Tasks:
1. Rewrite a part of the child custody text, starting at the words "When a marriage" and stopping after "removed from her.". Change each "custody" in it to "guardianship".
2. Using the text on child custody below, answer these:
(a) At what age does custody go to the father?
(b) Who has the first right of custody of a child: the natural mother or the mother through breastfeeding?
(c) What body is named in the text?
3. List every faith or belief the child custody text below names for a non-Muslim mother who has the first claim to custody.

Document extract:

Custody of a Muslim Child by a non-Muslim Woman
The mother has the first right of custody even if she is following an earlier divine religion until the child is 7. In case it is feared that the child will be leaning towards disbelief, it will be taken from his mother.
Custody of a Muslim Child by a non-Muslim Woman
- Can a mother who follows a divine religion other than Islam be given custody of her child?
- Custody given to a woman following a divine religion;
- Custody when religions differ.
When a marriage breaks up through the husband’s death or divorce, or through the death of the wife who is a follower of a divine religion, and there is a young child, who takes custody of the child? Does the difference in religion preclude child custody?
The difference in religion does not remove the mother’s right of custody until the child becomes aware of religion, unless it is feared that the mother will instil in her child her disbelief. Only in this case is the child removed from her.
The Assembly of Muslim Jurists of America
Being the child’s mother, a follower of an earlier divine religion has the right of custody until the child is seven years of age, unless such custody could cause harm to the child regarding its faith, as happens if the mother tries to instil in the child some errant beliefs. When the child is seven, custody goes to the father because at this age the child is ready to learn and attend to education. In principle, custody is granted to ensure the interests of the child and protect it against what causes harm or detriment. If a non-Muslim is given custody of a child custody during this stage, this could lead to a great loss. Whoever is married to a follower of another divine religion should make clear to her that their children follow his faith, Islam, and that should the marriage be terminated, then their custody belongs to him.
The person who has the first right of custody of a child, whether boy or girl, is its natural mother, not its mother through breastfeeding, as long as the child is young and needs custody. She is the most caring and compassionate. She is the one who worries when the child is ill and takes good care of it. This is what God has placed in human nature. A difference in religion does not affect the right of custody, because custody relates to the care of the child and this is something that is not affected by a difference in religion. Therefore, a non-Muslim mother, whether she is Jewish, Christian, pagan or Zoroastrian, has the first claim to the child’s custody until the child is aware of religion or unless it is feared that the child will be leaning towards disbelief, even though it does not yet understand the meaning of faith. Thus, if it is feared that the child might be leaning to disbelief it is taken away from its mother, even though it does not understand what belief and faith means.

Data extract:
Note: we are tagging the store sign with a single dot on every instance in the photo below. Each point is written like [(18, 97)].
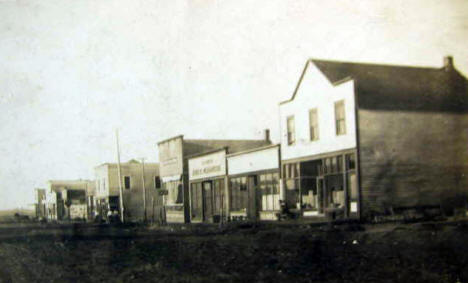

Correct answers:
1.
When a marriage breaks up through the husband’s death or divorce, or through the death of the wife who is a follower of a divine religion, and there is a young child, who takes guardianship of the child? Does the difference in religion preclude child guardianship?
The difference in religion does not remove the mother’s right of guardianship until the child becomes aware of religion, unless it is feared that the mother will instil in her child her disbelief. Only in this case is the child removed from her.

2.
(a) Seven years of age.
(b) The natural mother, not the mother through breastfeeding.
(c) The Assembly of Muslim Jurists of America.

3. Jewish, Christian, pagan, Zoroastrian